> **Alıştırmanın amacı**
Anadolu'daki yerel reklam ajansları hakkındaki yazının devamını, bittiği yerden sürdürerek yazın.
##### Verilen yazı #####
Reklamın kalbi İstanbul’da atıyor. Ancak, Anadolu’nun dört bir yanındaki reklam ajansları da büyümeleri ve yaptıkları çalışmalarıyla öne çıkmaya başladılar. Bazıları sektörel, bir bölümü de bölgele...
Reklamın kalbi İstanbul’da atıyor. Ancak, Anadolu’nun dört bir yanındaki reklam ajansları da büyümeleri ve yaptıkları çalışmalarıyla öne çıkmaya başladılar. Bazıları sektörel, bir bölümü de bölgelerindeki büyük şirketlerle işbirliğine gidiyor. Aralarında “marka” stratejisi oluşturan, imaj kampanyası yapan ve ciddi sonuçlara ulaşanlar da var. Birkaç milyon dolarlık cirolara ulaşan yerel ajansların hedefinde ise yerel büyük şirketlerin İstanbul’a gidişini önlemek…
Ünlü çay markası Sir Winston Tea, 2001 yılında Türkiye pazarına girmeye karar verdiğinde, agresif bir reklam kampanyası yapma stratejisini benimsemişti. Kampanyada, markanın İngiliz kimliğini vurgulamak amacıyla da ünlü İngiliz kahramanlar, Sharlock Holmes, Robin Hood ve James Bond kullanılacaktı.
Reklamda her bir kahraman farklı serüvenler yaşarken, bir şekilde çayla karşılaşıyor ve aynı tepkiyi veriyorlardı: “Oh my God!” Kampanyanın reklam filmi tüm ulusal kanallarda dönerken, gazete ve dergilerde de ilanları yayınlandı. Yapılan çalışma, beklenenin üstünde başarı gösterdi ve markanın bilinirliliği hedeflenenin üstüne çıktı.
İngilizleri şaşırtan bu başarılı reklam çalışmasının arkasında ise İzmir merkezli bir ajans vardı. Ege Bölgesi’ne yönelik hizmet veren Parma Ajans, yılda 1 milyon dolar düzeyinde ciro yapabilecek düzeye ulaştı. Müşterileri arasında Pehlivanoğlu, Doğtaş ve Kipa gibi yerel şirketler de bulunuyor. Örneğin, 1991 yılında Pehlivanoğlu marketler zinciri için yaptığı “kurumsal imaj” ve “logo” çalışmaları, sektördeki diğer şirketler tarafından da büyük beğeni topladı. Önce bir amblem oluşturuldu, ardından mağaza tasarımları yenilendi. Bunu, iletişim kampanyası izledi. “Şok fiyatlar” sloganı, ilk defa bu kampanyada kullanıldı. Sonuçta şirketin marka bilinirliliği yüzde 90’lara kadar oluştu.
Parma Ajans’ın başarısı bunlarla da sınırlı değil. Ajans 2004 yılında Işıkkent Eğitim Kampüsü için hazırladığı kampanya ile New York Festivali’nde de finalist oldu. Parma Ajans Başkanı Maksude Kılınç, “Ajans olarak hedefimiz, marka olmanın gerekliliğine inanmış, yolun başındaki reklam verenlere ulaşmaktır” diye konuşuyor.
##### Verilen öğeler #####
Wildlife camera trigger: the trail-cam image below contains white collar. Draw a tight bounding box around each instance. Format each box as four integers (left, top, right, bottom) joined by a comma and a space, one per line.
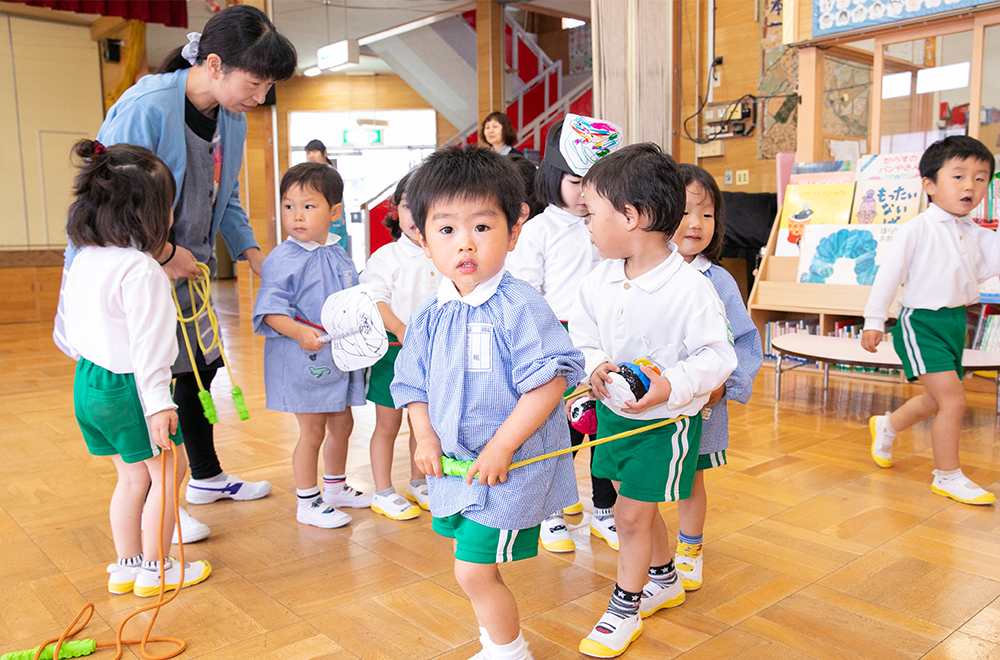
691, 253, 712, 273
438, 268, 507, 309
545, 204, 586, 226
925, 202, 972, 222
285, 234, 340, 252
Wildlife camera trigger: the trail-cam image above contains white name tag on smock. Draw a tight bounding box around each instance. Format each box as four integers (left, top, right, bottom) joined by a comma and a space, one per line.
465, 323, 493, 371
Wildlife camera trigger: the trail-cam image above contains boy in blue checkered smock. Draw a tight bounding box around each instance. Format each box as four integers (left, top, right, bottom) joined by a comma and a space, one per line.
390, 147, 583, 660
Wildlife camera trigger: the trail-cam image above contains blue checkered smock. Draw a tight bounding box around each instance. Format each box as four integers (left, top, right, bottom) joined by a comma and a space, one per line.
390, 272, 584, 529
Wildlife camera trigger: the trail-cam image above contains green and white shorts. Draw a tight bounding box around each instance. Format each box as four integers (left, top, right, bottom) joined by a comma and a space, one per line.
590, 401, 701, 502
892, 306, 965, 380
431, 513, 542, 564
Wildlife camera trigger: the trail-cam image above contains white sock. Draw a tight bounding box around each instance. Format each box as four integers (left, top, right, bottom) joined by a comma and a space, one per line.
487, 632, 529, 660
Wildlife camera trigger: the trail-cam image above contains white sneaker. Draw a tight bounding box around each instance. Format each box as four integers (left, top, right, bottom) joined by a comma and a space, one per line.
580, 612, 642, 658
674, 541, 704, 591
108, 562, 142, 596
538, 516, 576, 552
406, 482, 431, 511
931, 470, 997, 504
868, 412, 896, 467
295, 497, 351, 529
372, 493, 420, 520
323, 482, 372, 509
184, 472, 271, 504
590, 516, 618, 550
639, 570, 687, 619
172, 507, 211, 545
135, 557, 212, 598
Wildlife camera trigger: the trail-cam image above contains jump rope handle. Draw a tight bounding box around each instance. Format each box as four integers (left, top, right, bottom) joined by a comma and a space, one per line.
0, 639, 97, 660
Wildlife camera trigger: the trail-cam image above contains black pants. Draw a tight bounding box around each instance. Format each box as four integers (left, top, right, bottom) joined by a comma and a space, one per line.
572, 426, 618, 509
174, 356, 224, 479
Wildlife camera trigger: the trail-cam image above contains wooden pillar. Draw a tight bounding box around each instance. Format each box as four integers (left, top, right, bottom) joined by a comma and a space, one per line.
796, 46, 823, 163
476, 0, 507, 121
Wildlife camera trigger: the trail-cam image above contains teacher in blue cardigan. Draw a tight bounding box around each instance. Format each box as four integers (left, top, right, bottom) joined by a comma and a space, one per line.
55, 5, 296, 541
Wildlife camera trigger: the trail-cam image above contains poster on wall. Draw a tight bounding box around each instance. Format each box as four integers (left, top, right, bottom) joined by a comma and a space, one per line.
812, 0, 987, 38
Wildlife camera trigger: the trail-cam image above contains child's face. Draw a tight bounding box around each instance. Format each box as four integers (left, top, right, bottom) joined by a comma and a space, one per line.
281, 185, 344, 245
396, 193, 420, 245
559, 174, 590, 218
424, 199, 521, 296
583, 186, 631, 259
670, 183, 715, 263
923, 158, 990, 216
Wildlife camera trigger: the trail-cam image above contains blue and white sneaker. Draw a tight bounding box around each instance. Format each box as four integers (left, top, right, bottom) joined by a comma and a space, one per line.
184, 472, 271, 504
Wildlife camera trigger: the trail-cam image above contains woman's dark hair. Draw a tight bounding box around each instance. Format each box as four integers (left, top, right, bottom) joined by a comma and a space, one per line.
382, 171, 413, 241
406, 145, 524, 235
159, 5, 298, 80
919, 135, 994, 183
479, 112, 517, 147
583, 142, 687, 240
677, 163, 726, 264
66, 140, 176, 255
535, 161, 581, 209
278, 163, 344, 207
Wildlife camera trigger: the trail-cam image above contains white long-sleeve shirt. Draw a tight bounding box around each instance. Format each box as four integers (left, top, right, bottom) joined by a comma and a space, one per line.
506, 204, 601, 321
60, 246, 178, 417
569, 249, 736, 420
360, 234, 441, 325
864, 204, 1000, 332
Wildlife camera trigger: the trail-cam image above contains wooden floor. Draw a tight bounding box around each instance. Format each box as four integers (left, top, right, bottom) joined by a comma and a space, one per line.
0, 280, 1000, 660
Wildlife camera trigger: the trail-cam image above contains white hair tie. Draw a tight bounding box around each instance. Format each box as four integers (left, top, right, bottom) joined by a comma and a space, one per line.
181, 32, 201, 66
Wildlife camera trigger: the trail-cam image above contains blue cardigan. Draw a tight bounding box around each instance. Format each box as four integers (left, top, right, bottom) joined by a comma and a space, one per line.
66, 69, 259, 268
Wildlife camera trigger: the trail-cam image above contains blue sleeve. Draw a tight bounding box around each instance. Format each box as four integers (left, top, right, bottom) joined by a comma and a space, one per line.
505, 282, 584, 394
219, 177, 260, 261
710, 266, 764, 404
389, 295, 437, 409
253, 246, 296, 337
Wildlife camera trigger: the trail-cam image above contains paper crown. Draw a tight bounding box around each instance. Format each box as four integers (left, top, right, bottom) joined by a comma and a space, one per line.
543, 114, 625, 176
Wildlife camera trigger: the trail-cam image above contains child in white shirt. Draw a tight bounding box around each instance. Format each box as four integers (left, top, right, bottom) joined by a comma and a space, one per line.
59, 140, 212, 597
361, 172, 441, 520
861, 135, 1000, 504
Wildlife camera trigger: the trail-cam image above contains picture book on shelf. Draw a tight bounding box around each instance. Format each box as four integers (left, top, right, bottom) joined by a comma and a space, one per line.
798, 225, 898, 286
851, 179, 924, 225
774, 183, 854, 257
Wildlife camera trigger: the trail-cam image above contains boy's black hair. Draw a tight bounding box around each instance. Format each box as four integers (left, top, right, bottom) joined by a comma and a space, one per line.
406, 145, 524, 234
920, 135, 994, 183
535, 161, 579, 209
382, 171, 413, 240
279, 163, 344, 207
479, 112, 517, 147
677, 163, 726, 264
66, 140, 177, 257
159, 5, 298, 81
583, 142, 687, 239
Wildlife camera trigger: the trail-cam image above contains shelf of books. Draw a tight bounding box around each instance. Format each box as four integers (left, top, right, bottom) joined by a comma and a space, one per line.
749, 153, 1000, 379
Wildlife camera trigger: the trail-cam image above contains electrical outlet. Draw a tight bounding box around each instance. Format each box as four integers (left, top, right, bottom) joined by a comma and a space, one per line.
694, 140, 725, 158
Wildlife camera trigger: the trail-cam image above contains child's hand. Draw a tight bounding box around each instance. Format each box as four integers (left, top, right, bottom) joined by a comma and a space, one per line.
861, 330, 882, 353
622, 365, 673, 414
296, 324, 323, 353
590, 362, 621, 401
413, 435, 444, 477
149, 409, 177, 450
465, 436, 514, 486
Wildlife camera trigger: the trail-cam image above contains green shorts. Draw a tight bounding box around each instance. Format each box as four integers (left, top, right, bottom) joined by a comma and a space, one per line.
73, 358, 183, 463
365, 332, 402, 408
698, 449, 726, 472
590, 401, 701, 502
892, 307, 965, 380
431, 513, 542, 564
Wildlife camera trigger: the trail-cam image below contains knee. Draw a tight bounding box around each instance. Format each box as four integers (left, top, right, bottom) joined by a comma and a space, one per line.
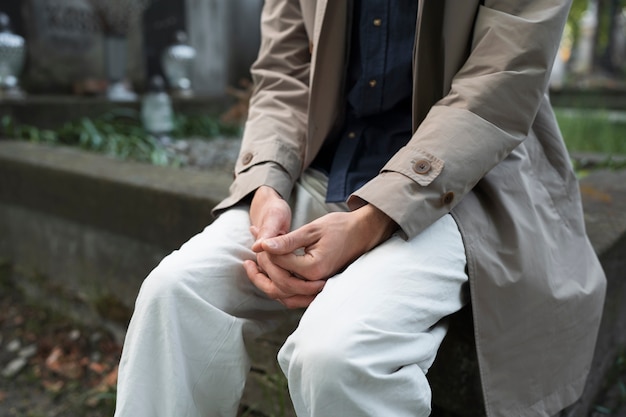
278, 331, 366, 384
137, 254, 184, 302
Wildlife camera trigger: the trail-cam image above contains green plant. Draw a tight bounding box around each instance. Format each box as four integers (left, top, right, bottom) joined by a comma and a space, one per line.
555, 109, 626, 155
0, 108, 241, 166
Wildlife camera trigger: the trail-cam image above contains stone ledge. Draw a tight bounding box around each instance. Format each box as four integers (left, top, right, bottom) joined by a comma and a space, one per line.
0, 141, 232, 248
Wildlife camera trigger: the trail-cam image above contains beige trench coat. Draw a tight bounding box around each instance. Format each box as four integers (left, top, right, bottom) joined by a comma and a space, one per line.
216, 0, 605, 417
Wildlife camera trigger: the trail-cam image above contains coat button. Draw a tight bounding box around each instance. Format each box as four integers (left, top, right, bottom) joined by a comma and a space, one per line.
441, 191, 454, 206
413, 159, 431, 175
241, 152, 252, 165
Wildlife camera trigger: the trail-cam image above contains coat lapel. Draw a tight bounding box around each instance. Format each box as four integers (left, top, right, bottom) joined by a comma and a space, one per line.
304, 0, 348, 166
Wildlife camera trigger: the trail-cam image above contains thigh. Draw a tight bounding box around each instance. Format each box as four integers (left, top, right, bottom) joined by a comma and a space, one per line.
295, 215, 468, 370
137, 206, 276, 317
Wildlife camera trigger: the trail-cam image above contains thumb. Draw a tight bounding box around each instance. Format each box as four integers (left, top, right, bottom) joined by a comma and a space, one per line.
260, 230, 307, 255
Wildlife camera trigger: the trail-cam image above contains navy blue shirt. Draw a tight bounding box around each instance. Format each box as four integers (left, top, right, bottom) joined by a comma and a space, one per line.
312, 0, 417, 202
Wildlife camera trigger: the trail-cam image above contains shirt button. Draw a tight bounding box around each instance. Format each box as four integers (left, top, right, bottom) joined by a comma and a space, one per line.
441, 191, 454, 206
241, 152, 252, 165
413, 159, 431, 175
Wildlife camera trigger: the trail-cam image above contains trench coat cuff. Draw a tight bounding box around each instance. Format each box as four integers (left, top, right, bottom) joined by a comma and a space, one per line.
212, 162, 293, 216
347, 171, 450, 240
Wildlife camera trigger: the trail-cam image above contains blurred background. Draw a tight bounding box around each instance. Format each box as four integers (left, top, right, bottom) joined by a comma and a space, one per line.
0, 0, 626, 417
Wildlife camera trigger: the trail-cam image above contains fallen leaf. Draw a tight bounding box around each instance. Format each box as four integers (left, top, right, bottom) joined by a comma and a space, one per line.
89, 362, 106, 374
41, 380, 65, 394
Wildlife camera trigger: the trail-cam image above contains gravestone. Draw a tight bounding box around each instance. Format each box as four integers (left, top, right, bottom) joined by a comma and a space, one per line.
24, 0, 103, 93
143, 0, 263, 97
0, 0, 24, 36
143, 0, 187, 84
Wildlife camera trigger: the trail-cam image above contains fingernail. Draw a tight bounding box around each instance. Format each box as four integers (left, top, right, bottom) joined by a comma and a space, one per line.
265, 240, 278, 249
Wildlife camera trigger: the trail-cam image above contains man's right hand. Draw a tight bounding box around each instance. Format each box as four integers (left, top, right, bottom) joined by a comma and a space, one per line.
243, 186, 325, 308
250, 185, 291, 244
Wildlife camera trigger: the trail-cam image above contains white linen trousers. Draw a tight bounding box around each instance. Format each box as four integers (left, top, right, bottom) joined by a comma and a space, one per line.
115, 170, 468, 417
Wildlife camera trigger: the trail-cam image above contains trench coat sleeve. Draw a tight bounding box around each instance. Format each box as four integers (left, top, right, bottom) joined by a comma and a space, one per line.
348, 0, 570, 238
213, 0, 311, 214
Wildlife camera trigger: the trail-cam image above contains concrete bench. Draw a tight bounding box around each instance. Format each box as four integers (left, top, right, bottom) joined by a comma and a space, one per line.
0, 141, 626, 417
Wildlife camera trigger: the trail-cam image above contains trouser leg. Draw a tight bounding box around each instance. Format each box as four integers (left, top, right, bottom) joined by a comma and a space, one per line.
116, 209, 285, 417
279, 215, 467, 417
115, 169, 328, 417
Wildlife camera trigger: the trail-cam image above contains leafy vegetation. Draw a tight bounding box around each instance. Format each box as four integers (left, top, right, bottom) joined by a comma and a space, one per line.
555, 109, 626, 155
0, 109, 241, 166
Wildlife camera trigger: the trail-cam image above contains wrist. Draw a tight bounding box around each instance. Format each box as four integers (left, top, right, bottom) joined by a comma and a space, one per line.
354, 204, 398, 250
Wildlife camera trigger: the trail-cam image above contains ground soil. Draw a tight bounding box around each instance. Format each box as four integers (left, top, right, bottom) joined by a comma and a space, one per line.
0, 272, 121, 417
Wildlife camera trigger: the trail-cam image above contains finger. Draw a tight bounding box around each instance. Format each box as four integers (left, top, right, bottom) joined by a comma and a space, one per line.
265, 251, 320, 280
243, 261, 291, 300
278, 294, 317, 309
244, 261, 325, 300
260, 226, 317, 255
257, 253, 325, 295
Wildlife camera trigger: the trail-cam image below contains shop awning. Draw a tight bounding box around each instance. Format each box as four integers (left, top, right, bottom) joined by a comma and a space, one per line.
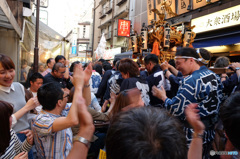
0, 0, 22, 38
193, 31, 240, 48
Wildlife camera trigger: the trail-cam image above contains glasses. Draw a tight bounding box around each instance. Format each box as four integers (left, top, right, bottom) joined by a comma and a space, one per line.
59, 71, 65, 74
63, 94, 69, 98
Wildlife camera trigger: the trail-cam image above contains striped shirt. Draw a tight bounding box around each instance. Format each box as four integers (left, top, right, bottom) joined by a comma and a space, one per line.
0, 129, 32, 159
32, 104, 72, 159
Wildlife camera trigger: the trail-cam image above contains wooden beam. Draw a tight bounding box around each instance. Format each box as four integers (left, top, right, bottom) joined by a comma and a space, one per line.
0, 0, 22, 38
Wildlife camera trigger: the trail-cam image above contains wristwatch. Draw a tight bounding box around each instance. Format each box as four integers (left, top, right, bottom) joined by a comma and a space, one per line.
163, 69, 168, 76
192, 132, 203, 138
235, 67, 240, 71
73, 136, 91, 148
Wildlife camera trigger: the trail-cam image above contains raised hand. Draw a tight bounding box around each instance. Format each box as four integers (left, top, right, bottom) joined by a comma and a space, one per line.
13, 152, 28, 159
72, 64, 85, 87
152, 86, 167, 101
25, 97, 40, 110
160, 61, 168, 70
84, 63, 92, 84
20, 129, 33, 145
77, 97, 95, 141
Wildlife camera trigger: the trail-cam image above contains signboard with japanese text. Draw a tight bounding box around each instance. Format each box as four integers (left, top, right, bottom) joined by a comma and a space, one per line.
155, 0, 176, 20
35, 0, 49, 8
177, 0, 189, 14
147, 0, 154, 25
103, 47, 121, 59
72, 28, 77, 55
191, 5, 240, 33
183, 31, 192, 47
117, 19, 131, 37
193, 0, 219, 9
166, 0, 176, 19
164, 27, 171, 47
34, 9, 48, 25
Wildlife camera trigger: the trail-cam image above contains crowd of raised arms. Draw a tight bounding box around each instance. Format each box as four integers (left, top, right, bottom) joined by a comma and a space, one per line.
0, 48, 240, 159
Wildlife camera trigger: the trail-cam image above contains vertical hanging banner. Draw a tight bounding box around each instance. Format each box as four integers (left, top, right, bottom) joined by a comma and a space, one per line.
72, 28, 77, 55
147, 0, 154, 25
118, 19, 131, 37
178, 0, 191, 14
141, 29, 148, 50
163, 27, 171, 47
165, 0, 176, 19
131, 35, 137, 53
183, 31, 192, 47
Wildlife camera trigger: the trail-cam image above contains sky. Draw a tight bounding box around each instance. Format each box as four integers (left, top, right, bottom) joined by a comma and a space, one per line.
34, 0, 94, 36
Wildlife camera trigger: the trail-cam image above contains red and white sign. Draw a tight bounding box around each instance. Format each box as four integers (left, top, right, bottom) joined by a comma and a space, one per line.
118, 19, 131, 37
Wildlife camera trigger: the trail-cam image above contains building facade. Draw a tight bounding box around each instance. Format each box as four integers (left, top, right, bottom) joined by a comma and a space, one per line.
93, 0, 130, 59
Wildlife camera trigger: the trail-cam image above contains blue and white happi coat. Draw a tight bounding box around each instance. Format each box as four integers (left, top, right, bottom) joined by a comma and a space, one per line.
164, 66, 223, 144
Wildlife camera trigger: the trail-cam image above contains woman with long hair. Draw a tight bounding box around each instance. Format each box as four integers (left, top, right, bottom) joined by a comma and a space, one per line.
0, 54, 40, 158
0, 100, 33, 159
110, 88, 144, 117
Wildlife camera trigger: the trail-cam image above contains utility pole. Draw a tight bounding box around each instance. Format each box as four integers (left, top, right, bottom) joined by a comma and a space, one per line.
111, 0, 114, 47
33, 0, 40, 72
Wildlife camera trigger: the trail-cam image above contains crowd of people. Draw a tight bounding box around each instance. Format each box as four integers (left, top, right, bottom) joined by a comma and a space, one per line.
0, 48, 240, 159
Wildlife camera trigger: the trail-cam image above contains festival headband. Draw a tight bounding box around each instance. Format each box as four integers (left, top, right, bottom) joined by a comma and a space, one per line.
196, 49, 209, 65
175, 49, 209, 65
175, 56, 198, 61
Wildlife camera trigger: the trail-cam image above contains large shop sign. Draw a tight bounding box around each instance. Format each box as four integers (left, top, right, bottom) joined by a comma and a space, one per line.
118, 19, 131, 37
193, 0, 219, 9
192, 5, 240, 33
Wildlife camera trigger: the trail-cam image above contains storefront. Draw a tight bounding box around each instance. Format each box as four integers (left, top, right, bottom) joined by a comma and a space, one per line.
191, 4, 240, 62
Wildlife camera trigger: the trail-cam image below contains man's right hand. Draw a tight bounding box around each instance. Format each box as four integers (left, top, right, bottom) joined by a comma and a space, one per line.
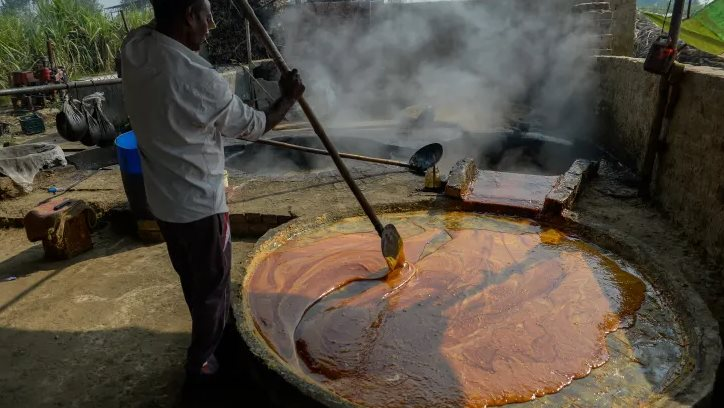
279, 69, 305, 102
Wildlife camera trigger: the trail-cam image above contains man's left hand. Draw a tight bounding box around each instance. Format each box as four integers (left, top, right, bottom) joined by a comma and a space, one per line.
279, 69, 305, 101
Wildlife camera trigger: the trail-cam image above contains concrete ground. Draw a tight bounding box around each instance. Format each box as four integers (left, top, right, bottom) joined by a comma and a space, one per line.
0, 158, 724, 407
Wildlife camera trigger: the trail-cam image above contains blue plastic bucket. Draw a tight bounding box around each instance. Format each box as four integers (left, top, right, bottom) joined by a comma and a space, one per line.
115, 131, 154, 220
116, 131, 141, 174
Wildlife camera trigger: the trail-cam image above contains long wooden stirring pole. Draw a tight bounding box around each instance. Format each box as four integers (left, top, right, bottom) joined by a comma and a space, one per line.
238, 0, 405, 271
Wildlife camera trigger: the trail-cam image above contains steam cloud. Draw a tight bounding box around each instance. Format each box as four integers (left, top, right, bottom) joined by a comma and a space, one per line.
260, 0, 596, 174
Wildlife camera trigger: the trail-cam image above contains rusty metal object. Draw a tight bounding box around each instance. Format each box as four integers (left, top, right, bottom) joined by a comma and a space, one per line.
234, 204, 721, 407
23, 199, 96, 259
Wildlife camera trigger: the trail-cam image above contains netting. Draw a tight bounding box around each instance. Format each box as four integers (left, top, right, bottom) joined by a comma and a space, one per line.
0, 143, 68, 193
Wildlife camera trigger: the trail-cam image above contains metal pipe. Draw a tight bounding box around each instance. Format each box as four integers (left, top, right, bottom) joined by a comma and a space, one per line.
0, 78, 123, 96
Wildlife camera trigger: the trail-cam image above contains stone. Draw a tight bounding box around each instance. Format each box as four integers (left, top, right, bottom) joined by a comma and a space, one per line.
445, 158, 478, 199
543, 159, 597, 216
0, 176, 27, 200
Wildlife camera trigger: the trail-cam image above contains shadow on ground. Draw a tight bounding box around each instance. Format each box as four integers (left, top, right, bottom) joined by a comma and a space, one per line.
0, 323, 318, 408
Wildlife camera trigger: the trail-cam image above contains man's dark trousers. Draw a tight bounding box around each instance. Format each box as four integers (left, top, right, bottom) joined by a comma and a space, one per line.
158, 213, 231, 374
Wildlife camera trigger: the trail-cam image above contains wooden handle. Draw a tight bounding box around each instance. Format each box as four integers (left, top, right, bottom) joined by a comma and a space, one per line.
#####
> **Görevin çıktısı**
Anadolu’ya özel yaklaşım
Parma, Türkiye’nin büyük yerel ajanslarından sadece biri… Ama dahası da var. Tıpkı İzmir’den Rekmar, Ankara’dan Grafikir, Bursa’dan Barışçı, Kayseri’den Medya Merkez, Adana’dan Sezgi, Gaziantep’ten Map Ajans gibi… Belki bu ajansların varlıkları İstanbul’dan çok fazla hissedilmiyor. Ancak, her biri bölgelerindeki markalara kimi zaman İstanbul’daki büyük ajansların veremeyeceği hizmeti verebilecek kapasite ve anlayışta çalışıyorlar. Ortaya koydukları çalışmalarla da, kalbi İstanbul’da atan reklamın başka illerde de varolduğunu hatırlatıyorlar.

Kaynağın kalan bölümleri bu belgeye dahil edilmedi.